## Input for this task

---------------

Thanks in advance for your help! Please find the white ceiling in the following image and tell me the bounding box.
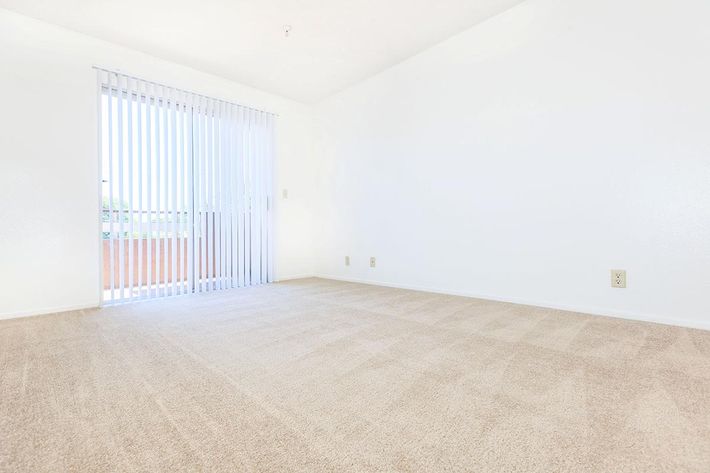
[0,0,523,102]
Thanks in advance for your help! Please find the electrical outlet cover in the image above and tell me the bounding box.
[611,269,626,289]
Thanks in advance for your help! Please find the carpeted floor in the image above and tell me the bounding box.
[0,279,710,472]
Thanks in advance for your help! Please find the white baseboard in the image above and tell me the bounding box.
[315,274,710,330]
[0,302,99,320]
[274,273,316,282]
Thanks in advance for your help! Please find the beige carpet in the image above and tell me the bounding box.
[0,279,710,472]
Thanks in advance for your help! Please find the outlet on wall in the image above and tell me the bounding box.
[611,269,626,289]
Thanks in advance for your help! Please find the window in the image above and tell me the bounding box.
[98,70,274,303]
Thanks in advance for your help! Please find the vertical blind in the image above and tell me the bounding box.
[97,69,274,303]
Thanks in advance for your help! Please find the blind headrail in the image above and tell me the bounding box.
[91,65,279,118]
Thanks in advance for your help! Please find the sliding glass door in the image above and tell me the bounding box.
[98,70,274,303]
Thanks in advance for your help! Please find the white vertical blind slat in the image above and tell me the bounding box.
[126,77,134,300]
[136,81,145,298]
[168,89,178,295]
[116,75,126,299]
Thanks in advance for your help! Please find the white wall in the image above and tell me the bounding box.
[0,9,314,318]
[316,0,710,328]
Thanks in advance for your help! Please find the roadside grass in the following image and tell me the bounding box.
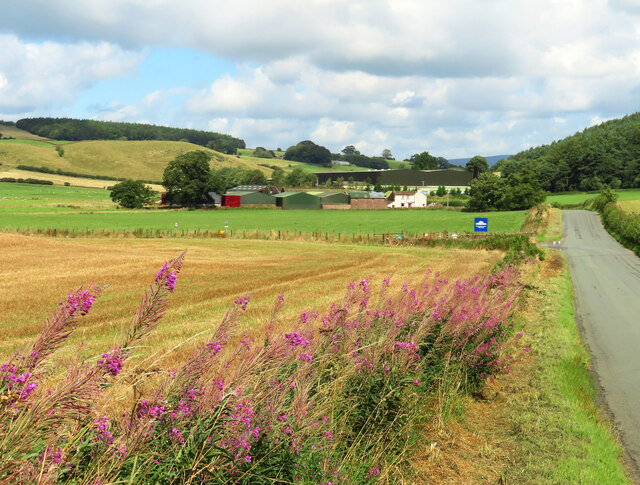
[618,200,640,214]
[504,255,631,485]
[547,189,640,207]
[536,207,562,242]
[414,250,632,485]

---------------

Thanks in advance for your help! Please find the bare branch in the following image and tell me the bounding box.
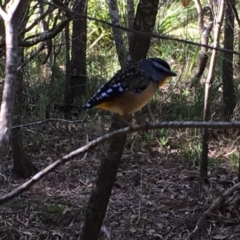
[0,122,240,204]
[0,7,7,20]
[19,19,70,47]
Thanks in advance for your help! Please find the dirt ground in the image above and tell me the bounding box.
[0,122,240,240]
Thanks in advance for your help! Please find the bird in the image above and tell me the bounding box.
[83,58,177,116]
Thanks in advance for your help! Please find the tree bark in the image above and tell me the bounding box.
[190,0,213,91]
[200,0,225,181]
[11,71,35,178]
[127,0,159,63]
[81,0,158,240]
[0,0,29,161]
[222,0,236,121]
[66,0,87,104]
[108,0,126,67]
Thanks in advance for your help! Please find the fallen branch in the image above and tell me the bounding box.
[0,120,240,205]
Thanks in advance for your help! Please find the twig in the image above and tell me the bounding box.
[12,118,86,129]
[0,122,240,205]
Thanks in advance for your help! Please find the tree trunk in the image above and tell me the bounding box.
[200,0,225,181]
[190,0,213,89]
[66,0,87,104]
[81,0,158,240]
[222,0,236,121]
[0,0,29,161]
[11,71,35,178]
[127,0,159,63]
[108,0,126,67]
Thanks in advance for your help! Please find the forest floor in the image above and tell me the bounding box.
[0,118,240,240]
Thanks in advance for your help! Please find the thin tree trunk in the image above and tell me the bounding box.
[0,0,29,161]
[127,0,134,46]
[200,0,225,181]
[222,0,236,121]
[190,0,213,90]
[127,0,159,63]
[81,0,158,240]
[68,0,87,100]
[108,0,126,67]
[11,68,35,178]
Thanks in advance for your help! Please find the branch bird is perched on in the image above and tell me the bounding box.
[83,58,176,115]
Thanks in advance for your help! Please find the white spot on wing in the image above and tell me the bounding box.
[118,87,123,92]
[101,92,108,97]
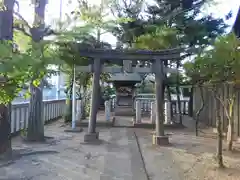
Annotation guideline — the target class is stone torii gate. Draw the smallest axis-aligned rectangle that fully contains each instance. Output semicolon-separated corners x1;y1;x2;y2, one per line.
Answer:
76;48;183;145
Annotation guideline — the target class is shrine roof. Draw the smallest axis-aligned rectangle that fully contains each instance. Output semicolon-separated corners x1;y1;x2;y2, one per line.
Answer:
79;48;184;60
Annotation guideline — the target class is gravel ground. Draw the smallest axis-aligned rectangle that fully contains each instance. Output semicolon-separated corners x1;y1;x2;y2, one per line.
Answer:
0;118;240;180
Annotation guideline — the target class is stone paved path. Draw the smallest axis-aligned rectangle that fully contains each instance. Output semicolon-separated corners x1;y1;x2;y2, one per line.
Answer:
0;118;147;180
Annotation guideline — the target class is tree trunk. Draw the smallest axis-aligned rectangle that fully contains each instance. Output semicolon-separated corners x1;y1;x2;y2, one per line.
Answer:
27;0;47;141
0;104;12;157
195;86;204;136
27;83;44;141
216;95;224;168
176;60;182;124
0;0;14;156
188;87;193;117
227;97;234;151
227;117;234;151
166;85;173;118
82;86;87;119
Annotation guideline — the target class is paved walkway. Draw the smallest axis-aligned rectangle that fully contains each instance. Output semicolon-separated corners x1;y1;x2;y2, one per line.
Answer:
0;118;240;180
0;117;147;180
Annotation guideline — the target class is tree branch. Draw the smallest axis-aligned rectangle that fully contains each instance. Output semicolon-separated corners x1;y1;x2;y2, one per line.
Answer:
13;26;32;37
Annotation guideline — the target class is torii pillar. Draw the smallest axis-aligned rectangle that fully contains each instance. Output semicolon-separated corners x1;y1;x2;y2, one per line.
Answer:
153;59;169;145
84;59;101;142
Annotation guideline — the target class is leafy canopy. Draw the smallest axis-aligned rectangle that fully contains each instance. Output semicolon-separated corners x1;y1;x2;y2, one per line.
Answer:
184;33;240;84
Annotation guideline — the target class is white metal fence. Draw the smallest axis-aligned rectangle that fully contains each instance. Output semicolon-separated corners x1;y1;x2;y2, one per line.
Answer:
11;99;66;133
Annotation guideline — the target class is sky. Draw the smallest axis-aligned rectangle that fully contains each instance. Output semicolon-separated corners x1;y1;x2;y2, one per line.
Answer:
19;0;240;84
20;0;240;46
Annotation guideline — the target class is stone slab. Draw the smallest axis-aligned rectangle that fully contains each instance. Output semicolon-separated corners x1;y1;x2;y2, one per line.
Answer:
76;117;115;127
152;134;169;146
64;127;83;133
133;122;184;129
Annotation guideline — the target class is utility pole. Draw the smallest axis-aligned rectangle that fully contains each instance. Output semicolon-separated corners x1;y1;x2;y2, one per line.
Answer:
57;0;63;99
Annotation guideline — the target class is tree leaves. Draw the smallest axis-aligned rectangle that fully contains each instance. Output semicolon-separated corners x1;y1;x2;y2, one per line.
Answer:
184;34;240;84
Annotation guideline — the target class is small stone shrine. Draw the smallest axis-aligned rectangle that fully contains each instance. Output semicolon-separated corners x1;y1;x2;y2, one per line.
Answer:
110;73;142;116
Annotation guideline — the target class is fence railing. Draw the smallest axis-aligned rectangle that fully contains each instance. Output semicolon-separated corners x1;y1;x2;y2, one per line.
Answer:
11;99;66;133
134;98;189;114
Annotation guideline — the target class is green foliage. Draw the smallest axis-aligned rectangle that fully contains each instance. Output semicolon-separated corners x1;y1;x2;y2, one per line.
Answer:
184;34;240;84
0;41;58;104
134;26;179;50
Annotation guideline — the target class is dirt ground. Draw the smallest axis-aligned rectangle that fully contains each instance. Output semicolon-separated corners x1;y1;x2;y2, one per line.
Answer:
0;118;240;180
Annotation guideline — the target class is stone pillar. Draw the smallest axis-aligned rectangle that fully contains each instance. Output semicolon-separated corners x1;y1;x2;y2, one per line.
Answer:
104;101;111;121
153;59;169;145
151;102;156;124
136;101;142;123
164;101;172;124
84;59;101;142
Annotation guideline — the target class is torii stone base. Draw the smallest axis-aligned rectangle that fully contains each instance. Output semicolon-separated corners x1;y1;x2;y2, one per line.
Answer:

---------------

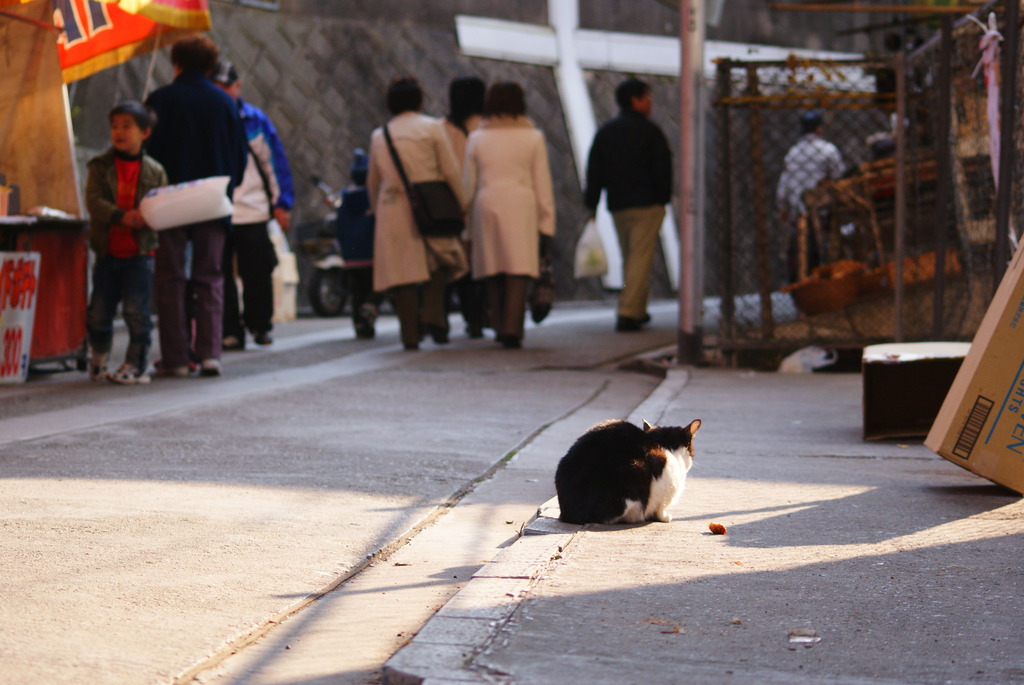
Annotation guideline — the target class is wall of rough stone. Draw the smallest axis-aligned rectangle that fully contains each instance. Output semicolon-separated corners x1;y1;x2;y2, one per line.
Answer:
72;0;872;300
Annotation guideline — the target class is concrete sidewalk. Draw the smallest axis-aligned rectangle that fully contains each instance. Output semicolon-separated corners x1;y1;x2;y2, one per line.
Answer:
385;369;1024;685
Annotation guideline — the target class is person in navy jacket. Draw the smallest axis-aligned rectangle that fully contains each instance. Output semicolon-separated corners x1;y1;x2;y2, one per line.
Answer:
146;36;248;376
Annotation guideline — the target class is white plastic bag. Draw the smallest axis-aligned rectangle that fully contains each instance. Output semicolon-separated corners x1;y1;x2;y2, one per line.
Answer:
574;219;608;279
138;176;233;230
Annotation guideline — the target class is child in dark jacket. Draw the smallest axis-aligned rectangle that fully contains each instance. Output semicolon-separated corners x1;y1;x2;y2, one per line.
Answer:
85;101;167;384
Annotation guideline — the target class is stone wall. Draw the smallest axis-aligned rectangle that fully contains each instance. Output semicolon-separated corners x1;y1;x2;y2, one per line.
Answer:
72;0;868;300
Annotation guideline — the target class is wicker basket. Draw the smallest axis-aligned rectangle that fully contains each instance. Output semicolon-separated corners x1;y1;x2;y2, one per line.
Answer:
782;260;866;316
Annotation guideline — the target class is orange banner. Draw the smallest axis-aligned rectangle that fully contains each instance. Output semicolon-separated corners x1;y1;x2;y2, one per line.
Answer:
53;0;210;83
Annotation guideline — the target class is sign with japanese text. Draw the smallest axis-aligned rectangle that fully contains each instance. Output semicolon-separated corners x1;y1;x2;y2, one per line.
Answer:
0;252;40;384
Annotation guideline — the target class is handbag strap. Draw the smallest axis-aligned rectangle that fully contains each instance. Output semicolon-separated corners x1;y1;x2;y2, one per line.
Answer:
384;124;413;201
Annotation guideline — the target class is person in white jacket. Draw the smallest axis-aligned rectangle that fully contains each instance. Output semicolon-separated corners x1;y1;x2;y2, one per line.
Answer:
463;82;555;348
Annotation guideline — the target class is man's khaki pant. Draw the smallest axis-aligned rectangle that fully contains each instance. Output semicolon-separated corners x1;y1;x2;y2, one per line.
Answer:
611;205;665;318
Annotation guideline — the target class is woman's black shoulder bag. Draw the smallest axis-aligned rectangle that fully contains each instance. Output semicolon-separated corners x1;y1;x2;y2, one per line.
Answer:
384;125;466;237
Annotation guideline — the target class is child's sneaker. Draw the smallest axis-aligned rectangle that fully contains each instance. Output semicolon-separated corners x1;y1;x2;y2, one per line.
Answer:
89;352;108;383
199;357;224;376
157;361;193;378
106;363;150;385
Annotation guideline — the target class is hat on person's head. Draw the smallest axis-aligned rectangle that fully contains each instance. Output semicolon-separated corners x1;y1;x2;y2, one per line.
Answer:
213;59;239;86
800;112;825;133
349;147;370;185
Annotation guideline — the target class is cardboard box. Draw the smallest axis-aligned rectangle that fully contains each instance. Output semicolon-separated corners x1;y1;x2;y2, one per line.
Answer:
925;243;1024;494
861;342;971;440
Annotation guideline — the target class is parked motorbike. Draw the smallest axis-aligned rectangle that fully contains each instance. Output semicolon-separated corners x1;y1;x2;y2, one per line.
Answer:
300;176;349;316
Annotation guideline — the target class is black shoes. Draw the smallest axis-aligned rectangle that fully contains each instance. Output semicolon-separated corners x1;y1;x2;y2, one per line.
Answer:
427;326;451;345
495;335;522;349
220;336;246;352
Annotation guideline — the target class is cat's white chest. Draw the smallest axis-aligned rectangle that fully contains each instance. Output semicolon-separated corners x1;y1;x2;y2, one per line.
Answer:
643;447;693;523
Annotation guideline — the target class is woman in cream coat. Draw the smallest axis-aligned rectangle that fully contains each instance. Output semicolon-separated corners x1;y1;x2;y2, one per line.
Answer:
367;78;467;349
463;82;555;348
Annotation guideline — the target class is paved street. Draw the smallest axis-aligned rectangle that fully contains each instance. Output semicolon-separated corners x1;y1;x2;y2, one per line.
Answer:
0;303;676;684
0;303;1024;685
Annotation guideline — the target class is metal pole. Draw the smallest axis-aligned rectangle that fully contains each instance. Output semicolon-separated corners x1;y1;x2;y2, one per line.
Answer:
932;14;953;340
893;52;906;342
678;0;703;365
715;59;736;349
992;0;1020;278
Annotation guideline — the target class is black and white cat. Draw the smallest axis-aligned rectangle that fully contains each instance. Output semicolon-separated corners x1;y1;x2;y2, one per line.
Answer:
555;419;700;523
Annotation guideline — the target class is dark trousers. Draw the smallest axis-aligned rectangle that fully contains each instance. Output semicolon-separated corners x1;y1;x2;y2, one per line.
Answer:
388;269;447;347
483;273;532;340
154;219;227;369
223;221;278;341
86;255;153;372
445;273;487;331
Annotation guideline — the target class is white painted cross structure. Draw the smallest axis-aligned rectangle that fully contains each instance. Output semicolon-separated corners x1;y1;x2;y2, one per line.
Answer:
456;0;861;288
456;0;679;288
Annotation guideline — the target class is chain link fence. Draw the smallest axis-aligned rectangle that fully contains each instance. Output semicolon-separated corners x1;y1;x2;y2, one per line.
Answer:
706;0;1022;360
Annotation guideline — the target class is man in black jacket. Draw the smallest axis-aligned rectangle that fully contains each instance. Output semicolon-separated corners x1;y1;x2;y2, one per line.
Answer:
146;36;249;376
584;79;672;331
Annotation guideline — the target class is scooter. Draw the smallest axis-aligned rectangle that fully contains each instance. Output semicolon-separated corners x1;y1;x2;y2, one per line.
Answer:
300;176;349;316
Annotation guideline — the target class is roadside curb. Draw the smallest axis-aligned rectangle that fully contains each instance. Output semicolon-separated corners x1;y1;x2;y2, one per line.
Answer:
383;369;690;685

---------------

## What you will do
Transcribe everything from the line containing "Thanks in advance for your help! Please find the bird" down to the line containing "[0,120,240,205]", including both of those lines, with no changes.

## Answer below
Thanks in advance for your help! Please find the bird in the image above and tell me the bounding box.
[83,58,177,116]
Thanks in advance for your help! Please find the tree bark in the image above and tell me the bounding box.
[190,0,213,91]
[200,0,225,181]
[11,71,35,178]
[127,0,159,63]
[81,0,158,240]
[0,0,29,161]
[222,0,236,121]
[66,0,87,104]
[108,0,126,67]
Thanks in advance for your help! Please find the fallen branch in the image above and tell me the bounding box.
[0,120,240,205]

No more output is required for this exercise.